### Exercise
Copy the line with "the white jersey" and all lines following it through the last line of the entries, exactly as written.
**** Dataset content ****
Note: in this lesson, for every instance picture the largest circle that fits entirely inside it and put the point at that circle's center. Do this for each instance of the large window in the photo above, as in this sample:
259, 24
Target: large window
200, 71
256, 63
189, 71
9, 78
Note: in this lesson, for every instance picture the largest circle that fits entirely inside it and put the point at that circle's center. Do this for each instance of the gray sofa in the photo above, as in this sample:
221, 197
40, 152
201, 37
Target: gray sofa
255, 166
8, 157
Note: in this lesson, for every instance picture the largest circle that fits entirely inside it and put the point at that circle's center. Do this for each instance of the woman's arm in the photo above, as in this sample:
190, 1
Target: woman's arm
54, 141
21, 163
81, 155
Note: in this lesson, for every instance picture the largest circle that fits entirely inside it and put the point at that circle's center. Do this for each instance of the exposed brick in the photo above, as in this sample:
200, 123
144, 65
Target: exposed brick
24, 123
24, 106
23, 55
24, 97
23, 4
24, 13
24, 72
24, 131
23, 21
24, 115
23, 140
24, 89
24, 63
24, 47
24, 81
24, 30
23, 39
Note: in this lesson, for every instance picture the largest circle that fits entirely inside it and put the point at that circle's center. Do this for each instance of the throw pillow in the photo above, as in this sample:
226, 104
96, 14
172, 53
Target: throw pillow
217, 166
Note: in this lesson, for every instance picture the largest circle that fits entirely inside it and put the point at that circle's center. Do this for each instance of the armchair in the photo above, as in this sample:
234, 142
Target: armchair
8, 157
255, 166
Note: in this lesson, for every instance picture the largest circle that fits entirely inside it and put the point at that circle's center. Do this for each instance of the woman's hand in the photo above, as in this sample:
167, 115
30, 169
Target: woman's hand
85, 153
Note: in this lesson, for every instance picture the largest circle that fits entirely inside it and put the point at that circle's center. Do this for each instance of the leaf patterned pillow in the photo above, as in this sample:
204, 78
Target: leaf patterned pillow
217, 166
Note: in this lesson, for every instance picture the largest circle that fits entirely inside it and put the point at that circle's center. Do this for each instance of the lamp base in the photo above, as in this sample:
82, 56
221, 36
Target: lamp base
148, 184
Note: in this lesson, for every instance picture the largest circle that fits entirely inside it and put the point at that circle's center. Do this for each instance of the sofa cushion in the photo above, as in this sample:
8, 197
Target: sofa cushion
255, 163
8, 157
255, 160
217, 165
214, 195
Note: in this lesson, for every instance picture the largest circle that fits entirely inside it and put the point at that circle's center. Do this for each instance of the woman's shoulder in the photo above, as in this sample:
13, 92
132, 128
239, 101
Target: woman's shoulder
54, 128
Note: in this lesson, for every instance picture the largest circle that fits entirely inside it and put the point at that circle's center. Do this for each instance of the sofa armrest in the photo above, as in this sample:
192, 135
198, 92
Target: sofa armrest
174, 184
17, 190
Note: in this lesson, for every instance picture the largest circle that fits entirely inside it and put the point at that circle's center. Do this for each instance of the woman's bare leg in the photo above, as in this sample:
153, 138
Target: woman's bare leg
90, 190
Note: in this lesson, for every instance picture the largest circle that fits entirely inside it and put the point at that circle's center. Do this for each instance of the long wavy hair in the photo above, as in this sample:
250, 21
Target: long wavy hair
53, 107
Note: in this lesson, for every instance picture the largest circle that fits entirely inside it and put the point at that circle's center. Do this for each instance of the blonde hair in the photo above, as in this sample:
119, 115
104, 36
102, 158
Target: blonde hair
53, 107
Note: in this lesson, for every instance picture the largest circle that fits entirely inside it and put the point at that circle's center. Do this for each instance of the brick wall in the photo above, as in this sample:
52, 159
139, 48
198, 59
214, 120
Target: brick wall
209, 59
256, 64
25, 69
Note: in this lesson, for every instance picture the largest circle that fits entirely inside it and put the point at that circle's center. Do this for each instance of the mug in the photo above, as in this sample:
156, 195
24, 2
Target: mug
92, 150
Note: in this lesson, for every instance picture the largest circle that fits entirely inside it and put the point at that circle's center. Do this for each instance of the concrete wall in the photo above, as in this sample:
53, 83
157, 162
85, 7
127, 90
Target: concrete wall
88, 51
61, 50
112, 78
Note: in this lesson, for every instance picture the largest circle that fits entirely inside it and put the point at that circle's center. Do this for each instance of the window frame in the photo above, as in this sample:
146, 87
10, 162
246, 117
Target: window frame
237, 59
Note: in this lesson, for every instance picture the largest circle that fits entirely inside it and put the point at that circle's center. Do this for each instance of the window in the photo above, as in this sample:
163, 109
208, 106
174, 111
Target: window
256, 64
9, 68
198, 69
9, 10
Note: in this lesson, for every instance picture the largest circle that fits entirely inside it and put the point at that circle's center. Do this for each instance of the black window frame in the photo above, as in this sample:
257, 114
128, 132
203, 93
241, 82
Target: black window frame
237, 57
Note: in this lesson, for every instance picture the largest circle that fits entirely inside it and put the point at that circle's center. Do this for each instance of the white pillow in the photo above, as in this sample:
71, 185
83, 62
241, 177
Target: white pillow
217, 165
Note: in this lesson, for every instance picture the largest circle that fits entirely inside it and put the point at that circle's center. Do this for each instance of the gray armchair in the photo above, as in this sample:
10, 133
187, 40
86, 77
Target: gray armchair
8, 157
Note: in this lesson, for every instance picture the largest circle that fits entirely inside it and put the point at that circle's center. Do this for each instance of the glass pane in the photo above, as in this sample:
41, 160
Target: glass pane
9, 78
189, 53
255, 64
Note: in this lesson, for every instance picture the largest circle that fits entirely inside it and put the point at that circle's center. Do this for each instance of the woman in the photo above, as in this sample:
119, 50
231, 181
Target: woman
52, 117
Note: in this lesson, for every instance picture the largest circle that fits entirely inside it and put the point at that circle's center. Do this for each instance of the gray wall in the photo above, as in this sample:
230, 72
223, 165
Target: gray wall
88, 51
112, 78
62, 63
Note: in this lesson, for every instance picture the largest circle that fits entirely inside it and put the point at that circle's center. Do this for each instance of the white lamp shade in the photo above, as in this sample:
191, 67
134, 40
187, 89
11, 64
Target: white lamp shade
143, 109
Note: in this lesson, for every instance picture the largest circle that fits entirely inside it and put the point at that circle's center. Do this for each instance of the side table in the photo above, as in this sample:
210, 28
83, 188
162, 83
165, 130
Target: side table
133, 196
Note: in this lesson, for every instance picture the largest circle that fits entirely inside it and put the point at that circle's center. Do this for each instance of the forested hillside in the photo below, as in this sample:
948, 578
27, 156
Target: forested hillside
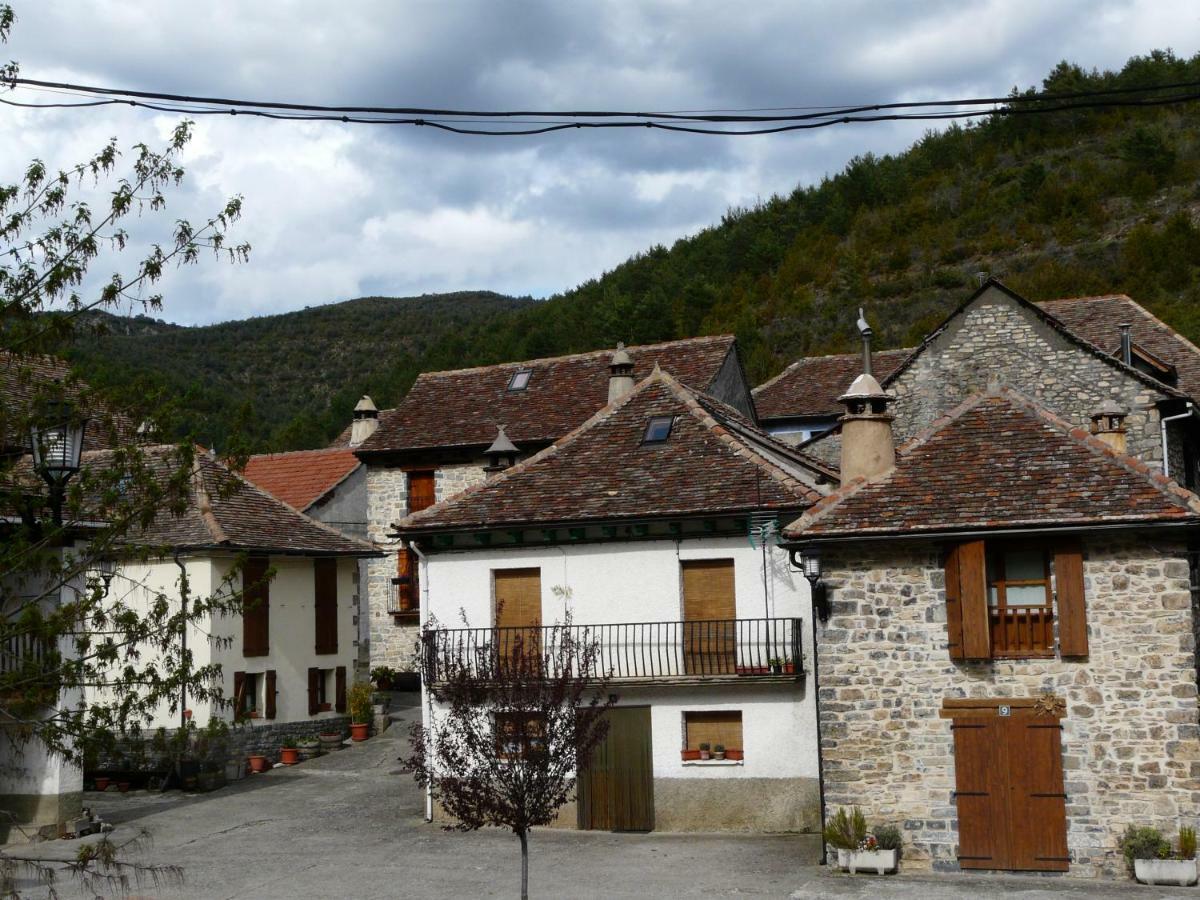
1059, 204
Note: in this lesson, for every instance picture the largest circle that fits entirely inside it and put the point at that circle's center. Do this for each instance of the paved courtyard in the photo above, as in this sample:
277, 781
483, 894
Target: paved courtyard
349, 825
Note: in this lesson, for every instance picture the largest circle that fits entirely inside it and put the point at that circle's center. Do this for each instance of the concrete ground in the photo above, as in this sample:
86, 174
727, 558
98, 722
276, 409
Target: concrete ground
351, 825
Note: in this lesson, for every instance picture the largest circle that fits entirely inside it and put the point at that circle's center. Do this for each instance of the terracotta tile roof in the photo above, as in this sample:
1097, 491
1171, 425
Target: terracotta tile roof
999, 461
301, 477
1097, 318
462, 407
225, 511
811, 385
604, 472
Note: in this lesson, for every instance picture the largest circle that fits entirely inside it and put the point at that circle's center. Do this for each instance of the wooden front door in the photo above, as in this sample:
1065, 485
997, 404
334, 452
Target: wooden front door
709, 631
1011, 799
617, 789
517, 615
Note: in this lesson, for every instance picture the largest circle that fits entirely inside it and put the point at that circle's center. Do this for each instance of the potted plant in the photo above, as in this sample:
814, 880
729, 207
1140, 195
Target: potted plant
309, 748
359, 700
288, 753
1150, 859
858, 850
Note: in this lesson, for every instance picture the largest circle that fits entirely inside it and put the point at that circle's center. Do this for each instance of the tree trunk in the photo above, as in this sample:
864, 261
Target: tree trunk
525, 864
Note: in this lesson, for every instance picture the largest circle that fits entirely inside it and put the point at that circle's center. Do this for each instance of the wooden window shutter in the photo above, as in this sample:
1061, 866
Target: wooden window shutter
239, 694
325, 604
972, 565
269, 703
313, 691
256, 617
1068, 575
340, 679
953, 604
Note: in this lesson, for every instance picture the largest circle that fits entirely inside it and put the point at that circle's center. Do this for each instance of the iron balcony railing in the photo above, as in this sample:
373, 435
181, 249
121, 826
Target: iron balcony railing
713, 648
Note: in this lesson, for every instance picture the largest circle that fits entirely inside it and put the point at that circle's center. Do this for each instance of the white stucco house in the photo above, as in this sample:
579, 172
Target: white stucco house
648, 523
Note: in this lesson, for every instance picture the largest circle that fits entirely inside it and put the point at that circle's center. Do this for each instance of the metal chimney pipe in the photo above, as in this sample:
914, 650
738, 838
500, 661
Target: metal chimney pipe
1126, 343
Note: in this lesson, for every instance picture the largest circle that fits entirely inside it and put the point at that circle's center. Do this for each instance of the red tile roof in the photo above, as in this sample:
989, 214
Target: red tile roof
811, 385
462, 407
1097, 319
999, 461
303, 477
604, 472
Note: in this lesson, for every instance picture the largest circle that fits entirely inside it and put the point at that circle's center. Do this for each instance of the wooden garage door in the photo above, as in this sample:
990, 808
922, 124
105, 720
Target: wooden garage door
517, 613
617, 790
1009, 792
708, 612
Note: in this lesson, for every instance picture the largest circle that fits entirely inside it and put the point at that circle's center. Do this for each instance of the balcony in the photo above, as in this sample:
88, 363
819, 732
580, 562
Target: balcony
707, 652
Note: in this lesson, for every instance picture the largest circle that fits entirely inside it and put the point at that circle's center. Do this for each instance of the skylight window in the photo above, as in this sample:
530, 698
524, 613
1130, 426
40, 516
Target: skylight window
658, 429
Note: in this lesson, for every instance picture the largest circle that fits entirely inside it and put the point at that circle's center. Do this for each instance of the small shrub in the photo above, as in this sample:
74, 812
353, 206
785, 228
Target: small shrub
846, 831
1144, 843
888, 838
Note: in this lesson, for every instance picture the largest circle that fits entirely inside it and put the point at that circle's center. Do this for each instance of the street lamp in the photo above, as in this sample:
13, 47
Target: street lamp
58, 447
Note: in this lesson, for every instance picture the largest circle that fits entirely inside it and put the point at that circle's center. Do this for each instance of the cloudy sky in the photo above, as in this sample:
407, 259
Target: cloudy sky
336, 211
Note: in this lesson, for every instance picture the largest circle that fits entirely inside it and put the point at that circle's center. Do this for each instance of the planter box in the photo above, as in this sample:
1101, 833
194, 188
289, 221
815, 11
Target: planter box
881, 862
1181, 873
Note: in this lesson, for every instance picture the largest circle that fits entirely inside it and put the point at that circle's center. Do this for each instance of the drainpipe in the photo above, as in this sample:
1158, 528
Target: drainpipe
426, 697
1162, 424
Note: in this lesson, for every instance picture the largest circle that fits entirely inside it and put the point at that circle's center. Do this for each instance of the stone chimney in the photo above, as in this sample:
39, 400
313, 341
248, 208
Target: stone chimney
502, 454
621, 373
1108, 424
366, 420
867, 445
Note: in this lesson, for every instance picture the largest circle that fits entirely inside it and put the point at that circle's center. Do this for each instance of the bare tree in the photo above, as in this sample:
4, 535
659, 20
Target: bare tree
514, 724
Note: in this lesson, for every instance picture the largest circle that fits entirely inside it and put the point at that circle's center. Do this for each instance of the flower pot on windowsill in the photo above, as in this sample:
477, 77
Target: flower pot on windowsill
1181, 873
881, 862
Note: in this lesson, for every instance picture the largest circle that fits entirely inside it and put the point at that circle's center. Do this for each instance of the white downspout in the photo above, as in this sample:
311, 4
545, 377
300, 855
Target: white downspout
426, 697
1162, 423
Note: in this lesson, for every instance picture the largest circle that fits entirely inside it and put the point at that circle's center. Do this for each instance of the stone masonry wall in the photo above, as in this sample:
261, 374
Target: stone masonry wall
394, 645
1131, 737
997, 339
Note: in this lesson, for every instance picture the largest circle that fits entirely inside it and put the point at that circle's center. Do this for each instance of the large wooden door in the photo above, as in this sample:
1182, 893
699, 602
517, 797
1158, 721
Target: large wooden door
709, 610
617, 790
517, 615
1011, 801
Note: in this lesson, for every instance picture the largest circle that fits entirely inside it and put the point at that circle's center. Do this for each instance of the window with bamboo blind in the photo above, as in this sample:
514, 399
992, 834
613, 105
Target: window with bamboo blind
713, 729
1005, 599
420, 491
256, 616
325, 604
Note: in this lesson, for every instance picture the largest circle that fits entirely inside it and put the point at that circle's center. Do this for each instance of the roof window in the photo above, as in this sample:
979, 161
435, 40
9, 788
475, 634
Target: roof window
658, 429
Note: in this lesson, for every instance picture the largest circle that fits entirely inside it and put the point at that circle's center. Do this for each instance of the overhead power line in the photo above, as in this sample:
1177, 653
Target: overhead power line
532, 121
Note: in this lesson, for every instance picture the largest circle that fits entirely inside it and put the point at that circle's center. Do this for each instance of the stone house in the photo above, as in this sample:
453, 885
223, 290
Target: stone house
652, 526
435, 444
1008, 666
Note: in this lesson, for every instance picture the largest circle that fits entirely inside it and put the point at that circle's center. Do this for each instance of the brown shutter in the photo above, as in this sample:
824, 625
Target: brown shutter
420, 491
953, 604
269, 711
973, 600
239, 694
325, 604
981, 783
340, 679
1068, 575
313, 691
256, 617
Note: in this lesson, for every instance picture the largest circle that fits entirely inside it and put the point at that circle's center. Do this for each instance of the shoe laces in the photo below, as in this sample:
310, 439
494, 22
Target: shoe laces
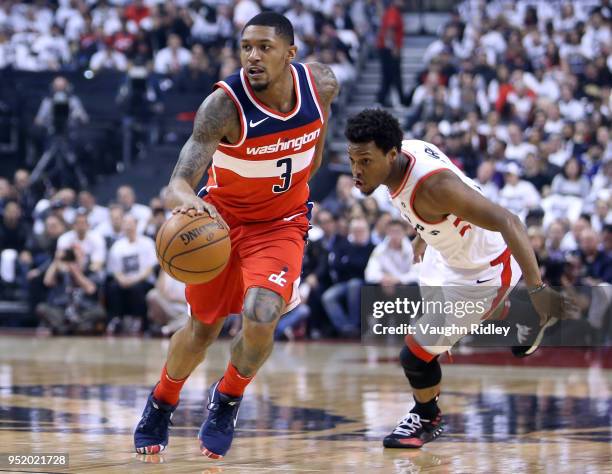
408, 425
154, 418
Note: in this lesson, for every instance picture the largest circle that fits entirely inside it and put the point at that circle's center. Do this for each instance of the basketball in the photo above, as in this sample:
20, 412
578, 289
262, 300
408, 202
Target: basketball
193, 249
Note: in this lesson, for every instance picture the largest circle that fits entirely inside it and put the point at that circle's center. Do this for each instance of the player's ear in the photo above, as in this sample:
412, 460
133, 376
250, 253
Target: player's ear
291, 52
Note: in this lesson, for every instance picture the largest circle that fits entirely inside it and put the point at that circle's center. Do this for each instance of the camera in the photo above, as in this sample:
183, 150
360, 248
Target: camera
61, 111
69, 256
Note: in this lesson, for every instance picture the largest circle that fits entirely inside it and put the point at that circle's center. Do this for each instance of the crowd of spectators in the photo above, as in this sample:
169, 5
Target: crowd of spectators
192, 42
517, 94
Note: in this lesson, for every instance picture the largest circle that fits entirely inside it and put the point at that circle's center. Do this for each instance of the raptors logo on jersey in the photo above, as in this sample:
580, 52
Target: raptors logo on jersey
264, 176
459, 243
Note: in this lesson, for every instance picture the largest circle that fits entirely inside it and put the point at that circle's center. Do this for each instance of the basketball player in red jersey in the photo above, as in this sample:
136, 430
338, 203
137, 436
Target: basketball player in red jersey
261, 134
472, 249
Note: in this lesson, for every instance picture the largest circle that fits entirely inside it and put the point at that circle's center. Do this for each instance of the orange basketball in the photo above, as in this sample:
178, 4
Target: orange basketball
193, 249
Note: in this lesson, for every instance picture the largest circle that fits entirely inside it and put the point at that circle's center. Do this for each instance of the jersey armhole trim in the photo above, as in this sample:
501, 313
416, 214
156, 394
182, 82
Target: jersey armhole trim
314, 91
416, 187
230, 93
412, 161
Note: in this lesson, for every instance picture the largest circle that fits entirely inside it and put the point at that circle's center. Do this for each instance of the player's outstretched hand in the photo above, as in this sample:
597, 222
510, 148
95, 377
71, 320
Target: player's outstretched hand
549, 304
195, 206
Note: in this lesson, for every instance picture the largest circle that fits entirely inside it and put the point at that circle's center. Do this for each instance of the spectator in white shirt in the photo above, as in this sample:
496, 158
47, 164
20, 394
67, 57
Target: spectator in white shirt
131, 262
554, 122
96, 214
542, 84
108, 58
521, 98
567, 21
52, 49
596, 37
571, 109
571, 181
558, 154
172, 58
166, 304
90, 242
302, 21
517, 149
391, 262
244, 10
484, 180
111, 230
127, 198
517, 195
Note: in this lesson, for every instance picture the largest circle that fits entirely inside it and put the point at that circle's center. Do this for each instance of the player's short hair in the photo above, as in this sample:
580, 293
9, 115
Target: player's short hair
397, 222
375, 125
281, 24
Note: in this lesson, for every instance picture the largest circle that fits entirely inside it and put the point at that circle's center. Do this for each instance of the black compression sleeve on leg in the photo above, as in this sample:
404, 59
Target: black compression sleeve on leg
420, 374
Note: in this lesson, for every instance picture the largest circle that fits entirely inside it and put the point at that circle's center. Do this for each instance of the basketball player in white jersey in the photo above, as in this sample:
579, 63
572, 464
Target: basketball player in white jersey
471, 248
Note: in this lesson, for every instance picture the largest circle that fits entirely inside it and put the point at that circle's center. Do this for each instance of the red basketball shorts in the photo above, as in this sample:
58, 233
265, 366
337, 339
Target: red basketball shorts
265, 255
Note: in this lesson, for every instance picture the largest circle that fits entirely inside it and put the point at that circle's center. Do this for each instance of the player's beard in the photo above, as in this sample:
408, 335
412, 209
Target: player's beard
260, 87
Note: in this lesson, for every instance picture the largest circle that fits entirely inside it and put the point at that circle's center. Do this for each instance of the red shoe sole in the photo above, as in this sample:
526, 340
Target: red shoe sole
210, 454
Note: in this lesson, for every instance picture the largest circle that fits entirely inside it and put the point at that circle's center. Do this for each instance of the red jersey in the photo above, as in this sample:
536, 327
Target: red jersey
264, 176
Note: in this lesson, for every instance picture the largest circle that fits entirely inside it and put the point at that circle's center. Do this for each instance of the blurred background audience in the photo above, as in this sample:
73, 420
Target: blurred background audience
517, 94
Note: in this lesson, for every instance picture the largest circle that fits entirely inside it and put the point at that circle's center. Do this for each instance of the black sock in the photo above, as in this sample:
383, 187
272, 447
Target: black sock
428, 410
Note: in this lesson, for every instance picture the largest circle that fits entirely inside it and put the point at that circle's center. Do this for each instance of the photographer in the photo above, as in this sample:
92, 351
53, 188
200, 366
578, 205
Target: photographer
72, 305
57, 131
61, 110
131, 264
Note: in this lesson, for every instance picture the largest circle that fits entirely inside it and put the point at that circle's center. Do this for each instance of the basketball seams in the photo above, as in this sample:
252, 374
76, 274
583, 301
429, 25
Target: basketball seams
196, 248
178, 231
195, 272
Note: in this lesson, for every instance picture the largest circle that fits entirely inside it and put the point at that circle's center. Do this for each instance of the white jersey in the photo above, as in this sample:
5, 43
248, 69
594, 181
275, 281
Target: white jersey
460, 245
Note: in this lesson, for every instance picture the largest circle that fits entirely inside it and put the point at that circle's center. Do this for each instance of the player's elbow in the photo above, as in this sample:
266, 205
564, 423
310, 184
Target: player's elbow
510, 222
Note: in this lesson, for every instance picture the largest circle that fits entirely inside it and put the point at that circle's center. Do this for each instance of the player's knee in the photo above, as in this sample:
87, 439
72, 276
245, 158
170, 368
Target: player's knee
420, 374
262, 306
201, 335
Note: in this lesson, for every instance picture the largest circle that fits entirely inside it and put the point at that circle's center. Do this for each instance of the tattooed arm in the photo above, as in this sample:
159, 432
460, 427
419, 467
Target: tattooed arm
217, 118
327, 87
****
### The response
Note: in this lesson, for every instance picture the largest circle that fits entirely inside it and put the point at that circle's center. Do this for each instance of the white jersey in the photo above, as in this sample:
5, 43
248, 69
594, 181
275, 281
Target: white jersey
460, 245
Note: in this lesson, for every instance picture the largest circle that fits entirely inside it and put the point at that circle's center. Do this for each instance of the player's elbow in the photo above, as in this sample:
266, 205
564, 423
310, 184
Target: player's elbow
510, 222
Note: in this lesson, for every instance picture the largest circle that fits entirely inside it and put the point at that circle's center. Do this for each instance of the player's knee in the photo above, as in this sample:
87, 439
72, 276
245, 158
170, 368
Target: player's knee
420, 374
262, 306
201, 335
Note: in this lesson, for every instance picture the largest circle that fits entirely inside it and put the point at that circle's center. Do this for each instance of the tattooed arm in the photo above, as in this sample:
159, 432
460, 427
419, 467
Target: tattooed arm
217, 118
327, 87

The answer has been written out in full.